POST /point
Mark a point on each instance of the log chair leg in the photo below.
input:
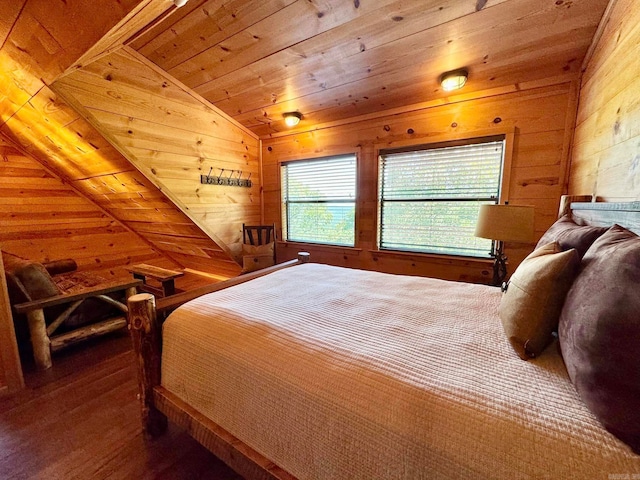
(39, 339)
(147, 344)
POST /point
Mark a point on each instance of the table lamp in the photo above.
(504, 223)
::::::::
## Task prompt
Repeat the listing verbatim without its pictures.

## Result of the task
POST /point
Mark a point on each instance of the log chair leg in the photo below.
input:
(39, 339)
(147, 344)
POST /point
Mark a point on each instance of the table lamp in the photo above.
(504, 223)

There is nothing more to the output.